_Data shown_.
****

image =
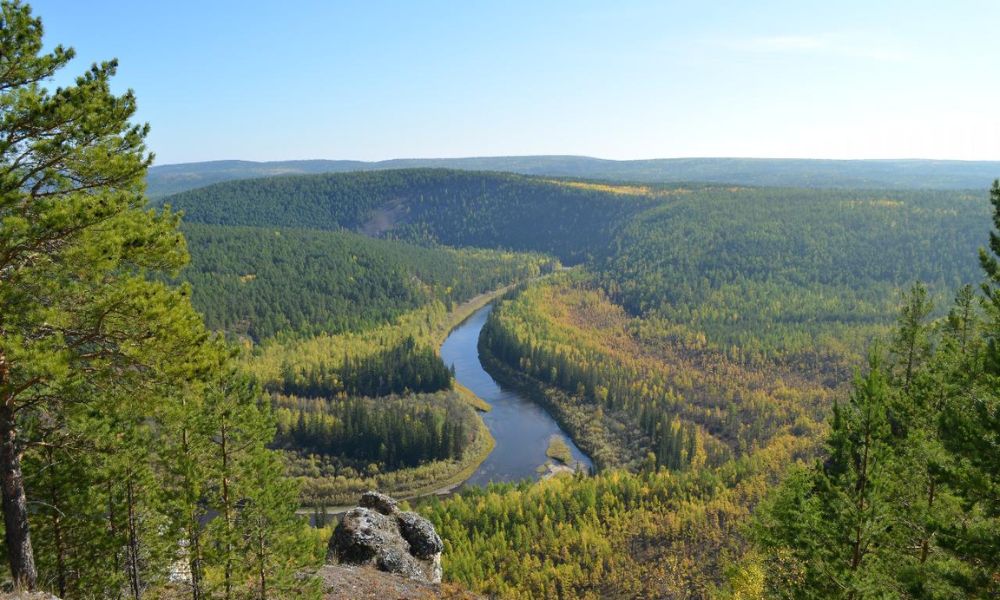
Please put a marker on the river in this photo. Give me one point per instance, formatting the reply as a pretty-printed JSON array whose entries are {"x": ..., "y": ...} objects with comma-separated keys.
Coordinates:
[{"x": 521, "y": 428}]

****

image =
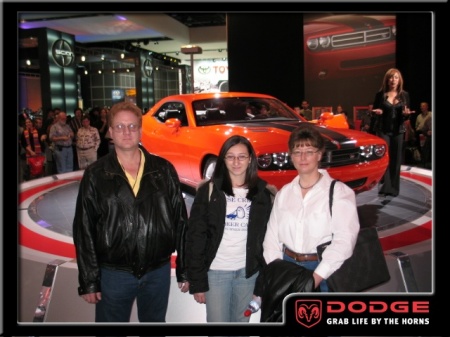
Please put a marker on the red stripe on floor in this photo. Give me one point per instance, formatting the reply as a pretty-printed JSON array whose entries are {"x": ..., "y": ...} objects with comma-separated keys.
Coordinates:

****

_Problem to solve_.
Could you state how many lines in the listing include the string "instance"? Only the number is wanted.

_Problem solution_.
2